Exercise description: Reproduce each line exactly.

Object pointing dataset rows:

----

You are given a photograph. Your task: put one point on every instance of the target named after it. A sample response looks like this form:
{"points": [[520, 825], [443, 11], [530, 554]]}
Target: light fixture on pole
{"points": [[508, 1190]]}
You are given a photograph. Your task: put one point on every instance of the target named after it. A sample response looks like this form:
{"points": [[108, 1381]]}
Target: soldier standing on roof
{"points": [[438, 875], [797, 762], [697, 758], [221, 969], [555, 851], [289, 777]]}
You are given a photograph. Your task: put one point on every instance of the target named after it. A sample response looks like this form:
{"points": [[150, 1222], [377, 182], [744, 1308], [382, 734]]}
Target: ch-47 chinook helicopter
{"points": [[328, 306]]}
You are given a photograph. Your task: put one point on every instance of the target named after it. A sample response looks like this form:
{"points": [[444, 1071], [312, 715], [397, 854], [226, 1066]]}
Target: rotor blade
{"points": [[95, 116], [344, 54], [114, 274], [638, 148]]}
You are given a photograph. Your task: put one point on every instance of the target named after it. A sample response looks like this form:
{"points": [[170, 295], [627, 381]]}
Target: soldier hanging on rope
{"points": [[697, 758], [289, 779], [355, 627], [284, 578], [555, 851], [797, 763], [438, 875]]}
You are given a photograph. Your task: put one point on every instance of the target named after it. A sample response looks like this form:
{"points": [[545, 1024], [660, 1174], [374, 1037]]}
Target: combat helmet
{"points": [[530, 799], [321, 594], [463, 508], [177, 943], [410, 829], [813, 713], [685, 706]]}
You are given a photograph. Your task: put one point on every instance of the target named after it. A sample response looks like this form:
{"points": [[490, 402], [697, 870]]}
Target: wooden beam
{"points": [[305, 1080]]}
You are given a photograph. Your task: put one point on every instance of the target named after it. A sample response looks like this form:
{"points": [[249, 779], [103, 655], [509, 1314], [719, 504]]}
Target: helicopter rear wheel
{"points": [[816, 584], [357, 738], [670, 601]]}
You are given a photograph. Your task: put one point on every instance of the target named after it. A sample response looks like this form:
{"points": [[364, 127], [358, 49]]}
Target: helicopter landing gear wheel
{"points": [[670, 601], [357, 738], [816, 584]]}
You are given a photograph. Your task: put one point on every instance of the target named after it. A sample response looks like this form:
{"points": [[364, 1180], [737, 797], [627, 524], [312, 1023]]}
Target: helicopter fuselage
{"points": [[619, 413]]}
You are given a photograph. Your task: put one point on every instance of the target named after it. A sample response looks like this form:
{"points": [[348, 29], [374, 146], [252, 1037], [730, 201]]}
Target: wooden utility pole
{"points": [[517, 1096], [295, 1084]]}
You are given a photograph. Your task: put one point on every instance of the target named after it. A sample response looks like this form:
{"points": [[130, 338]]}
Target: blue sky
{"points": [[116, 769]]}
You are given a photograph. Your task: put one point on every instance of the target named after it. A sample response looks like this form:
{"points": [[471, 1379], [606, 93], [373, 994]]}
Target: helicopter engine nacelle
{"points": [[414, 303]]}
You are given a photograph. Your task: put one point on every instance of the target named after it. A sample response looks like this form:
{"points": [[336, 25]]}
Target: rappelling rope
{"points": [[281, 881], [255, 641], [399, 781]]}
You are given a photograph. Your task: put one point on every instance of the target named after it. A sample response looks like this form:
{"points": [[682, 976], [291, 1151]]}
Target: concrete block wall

----

Finished task:
You are given a photograph. Your task: put one point on every instance of the target named after it. A sample response looks like this form:
{"points": [[520, 825], [443, 11], [530, 554]]}
Target: light fixture on pole
{"points": [[508, 1190]]}
You are given a photograph. Your task: put one point on every instance of the target named after it. A sample response looks like this form:
{"points": [[108, 1381]]}
Target: soldier standing on roof
{"points": [[438, 875], [797, 762], [697, 758], [221, 969], [555, 851], [289, 777]]}
You are given a photograph. Your task: put one point on every instance of the target named after it. A sample response looks like this form:
{"points": [[150, 1222], [377, 182], [744, 1308], [382, 734]]}
Target: ch-47 chinook helicopter
{"points": [[328, 306]]}
You are given a photograph. Your task: put one point on every instance of the target named after it. A sample response looks like this form:
{"points": [[444, 1071], [312, 715], [397, 854], [226, 1066]]}
Target: rotor blade
{"points": [[95, 116], [344, 54], [114, 274], [638, 148]]}
You are given a photograph. Your task: put one point on every instance of the target named after it. A sample response looks like this form:
{"points": [[170, 295], [627, 381]]}
Target: soldier hanging on rope
{"points": [[697, 758], [289, 779], [355, 627], [284, 578], [555, 851], [797, 763], [438, 875]]}
You are given a photograph. Your task: put one point on every instance of the target named after it. A sample response looks like this form:
{"points": [[545, 1024], [660, 1174], [374, 1037]]}
Target: combat helmet
{"points": [[530, 799], [321, 594], [463, 508], [177, 943], [410, 829], [813, 713], [685, 706]]}
You are given a photograph. Your task: put one point on every instance of the target named after it. A sample response looks like this form:
{"points": [[490, 402], [697, 870]]}
Target: wooden beam
{"points": [[305, 1080]]}
You are given a photograph. Your task: put one point on every instance of the target named after it. A sample response looks like this form:
{"points": [[249, 779], [103, 655], [509, 1314], [719, 504]]}
Target: helicopter rear wheel
{"points": [[816, 584], [357, 738], [670, 601]]}
You are given a photograph. Your task: put one point on every instance of the target named after it. A sample response looks like this form:
{"points": [[364, 127], [358, 49]]}
Target: helicopter landing gear wheel
{"points": [[670, 601], [357, 738], [816, 584]]}
You are given a photograph. Your task: put one point on every instance of the target named after it. A sample response looks like this form:
{"points": [[364, 1180], [737, 797], [627, 524], [312, 1023]]}
Target: helicopter fuselage
{"points": [[619, 413]]}
You are given a photograph. Your task: put one point on every instance of the target named after it. A sample response looks like this form:
{"points": [[348, 29], [374, 146], [252, 1037], [730, 201]]}
Target: wooden utility pole
{"points": [[517, 1096], [295, 1084]]}
You are given a photograph. Your task: put one point on every instance of the target named after it. A sample response looks like this form:
{"points": [[130, 338]]}
Target: blue sky
{"points": [[116, 769]]}
You are given a photograph. Your task: put one point on every instance of the target named after it. A sample response looks like this form:
{"points": [[471, 1379], [606, 93], [373, 994]]}
Target: helicopter engine nacelle
{"points": [[414, 303]]}
You are given a photograph. Your task: put one point on every instance of the target named after it. A sample response looks like this form:
{"points": [[336, 25]]}
Target: rappelling rope
{"points": [[281, 881], [255, 641], [399, 781]]}
You are given a photograph. Your task: put one point on every instance of the target named after it. A sample response looks like this form:
{"points": [[682, 976], [291, 1151]]}
Target: concrete block wall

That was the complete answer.